*Problem details*
Give every one of the rows below as a numbered list, leaving out any blank lines.

+ + + + + + +

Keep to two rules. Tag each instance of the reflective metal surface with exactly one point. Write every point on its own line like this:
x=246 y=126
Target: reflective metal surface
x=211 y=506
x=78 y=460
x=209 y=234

+ + + + + + +

*Answer to the problem*
1. Keep to two rules. Tag each instance of the reflective metal surface with exactly one point. Write every point on its own line like this:
2. x=246 y=126
3. Target: reflective metal surface
4. x=211 y=506
5. x=78 y=460
6. x=209 y=234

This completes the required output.